** start of SOURCE **

The Works of Samuel Johnson, LL.D. in Nine Volumes, Volume 02 The Rambler, Volume I
Part 39
So oft the surge, in wat'ry mountains spread, Beats on his back, or bursts upon his head, Yet, dauntless still, the adverse flood he braves, And still indignant bounds above the waves. Tir'd by the tides, his knees relax with toil; Wash'd from beneath him, slides the slimy soil. POPE.
When Homer describes the crush of men dashed against a rock, he collects the most unpleasing and harsh sounds.
Συν δε δυω μαρψας, ὡστε σκυλακας ποτι γαιη Κοπτ'· εκ δ' εγκεφαλος χαμαδις ῥεε, δευε δε γαιαν.
His bloody hand Snatch'd two, unhappy! of my martial band, And dash'd like dogs against the stony floor: The pavement swims with brains and mingled gore. POPE.
And when he would place before the eyes something dreadful and astonishing, he makes choice of the strongest vowels, and the letters of most difficult utterance.
Τη δ' επι μεν Γοργω βλοσυρωπις εστεφανωτο Δεινον δερκομενη· περι δε Δειμος τε Φοβος τε.
Tremendous Gorgon frown'd upon its field, And circling terrors fill'd th' expressive shield. POPE.
Many other examples Dionysius produces; but these will sufficiently shew, that either he was fanciful, or we have lost the genuine pronunciation; for I know not whether, in any one of these instances, such similitude can be discovered. It seems, indeed, probable, that the veneration with which Homer was read, produced many suppositious beauties: for though it is certain, that the sound of many of his verses very justly corresponds with the things expressed, yet, when the force of his imagination, which gave him full possession of every object, is considered, together with the flexibility of his language, of which the syllables might be often contracted or dilated at pleasure, it will seem unlikely that such conformity should happen less frequently even without design.

** end of SOURCE **

EXERCISE DETAILS -
Answer the following questions using the Rambler excerpt above.
(a) What does Homer collect when he describes the crush of men dashed against a rock?
(b) What does Homer choose when he would place something dreadful and astonishing before the eyes?
(c) What does the writer say probably produced many suppositious beauties?

** start of DATASET ENTRIES **

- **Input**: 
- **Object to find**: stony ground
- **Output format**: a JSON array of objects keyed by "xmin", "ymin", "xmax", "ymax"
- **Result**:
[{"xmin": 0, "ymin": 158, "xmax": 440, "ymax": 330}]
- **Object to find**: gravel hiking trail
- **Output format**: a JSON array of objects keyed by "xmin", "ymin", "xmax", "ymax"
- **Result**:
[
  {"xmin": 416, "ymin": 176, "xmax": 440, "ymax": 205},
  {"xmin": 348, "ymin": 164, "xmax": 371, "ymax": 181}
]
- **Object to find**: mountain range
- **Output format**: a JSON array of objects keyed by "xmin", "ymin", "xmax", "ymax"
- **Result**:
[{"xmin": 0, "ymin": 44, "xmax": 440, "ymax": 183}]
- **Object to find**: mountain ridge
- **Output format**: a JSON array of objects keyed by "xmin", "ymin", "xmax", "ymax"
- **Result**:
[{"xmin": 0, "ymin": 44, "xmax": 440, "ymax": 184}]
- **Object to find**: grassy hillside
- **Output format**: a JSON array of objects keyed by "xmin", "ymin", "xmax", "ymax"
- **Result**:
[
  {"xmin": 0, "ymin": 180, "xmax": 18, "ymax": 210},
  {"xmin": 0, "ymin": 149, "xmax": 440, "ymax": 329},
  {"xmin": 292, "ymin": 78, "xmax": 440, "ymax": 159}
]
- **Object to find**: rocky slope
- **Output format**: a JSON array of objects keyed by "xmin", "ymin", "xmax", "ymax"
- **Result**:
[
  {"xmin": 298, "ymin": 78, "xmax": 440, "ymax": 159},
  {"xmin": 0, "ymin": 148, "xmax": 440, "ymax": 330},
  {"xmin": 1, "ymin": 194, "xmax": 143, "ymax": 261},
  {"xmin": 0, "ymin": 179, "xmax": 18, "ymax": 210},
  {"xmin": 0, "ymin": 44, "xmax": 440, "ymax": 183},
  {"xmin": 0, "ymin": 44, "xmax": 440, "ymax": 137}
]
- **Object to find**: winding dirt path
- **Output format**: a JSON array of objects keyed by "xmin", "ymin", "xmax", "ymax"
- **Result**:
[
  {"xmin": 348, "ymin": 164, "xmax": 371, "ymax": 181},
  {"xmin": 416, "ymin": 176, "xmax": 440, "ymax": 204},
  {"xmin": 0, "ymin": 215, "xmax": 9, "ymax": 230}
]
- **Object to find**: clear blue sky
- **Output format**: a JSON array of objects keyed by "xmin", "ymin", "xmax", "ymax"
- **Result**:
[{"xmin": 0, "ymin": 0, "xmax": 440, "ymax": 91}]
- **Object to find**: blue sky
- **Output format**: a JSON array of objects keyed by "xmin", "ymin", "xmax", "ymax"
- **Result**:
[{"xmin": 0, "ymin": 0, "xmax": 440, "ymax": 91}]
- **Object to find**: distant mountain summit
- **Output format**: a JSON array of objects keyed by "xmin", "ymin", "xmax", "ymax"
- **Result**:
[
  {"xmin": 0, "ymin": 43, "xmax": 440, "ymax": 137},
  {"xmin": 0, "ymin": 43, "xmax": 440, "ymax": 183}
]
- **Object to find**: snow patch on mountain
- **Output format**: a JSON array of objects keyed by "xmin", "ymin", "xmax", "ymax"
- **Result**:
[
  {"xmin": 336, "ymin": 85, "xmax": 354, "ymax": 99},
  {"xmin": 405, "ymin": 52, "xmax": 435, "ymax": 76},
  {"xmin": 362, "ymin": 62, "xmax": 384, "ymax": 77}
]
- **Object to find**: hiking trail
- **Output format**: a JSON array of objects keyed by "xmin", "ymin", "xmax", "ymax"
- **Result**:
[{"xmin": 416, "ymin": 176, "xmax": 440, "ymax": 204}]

** end of DATASET ENTRIES **

RESULT FOR THIS EXERCISE -
(a) The most unpleasing and harsh sounds.
(b) The strongest vowels and the letters of most difficult utterance.
(c) The veneration with which Homer was read.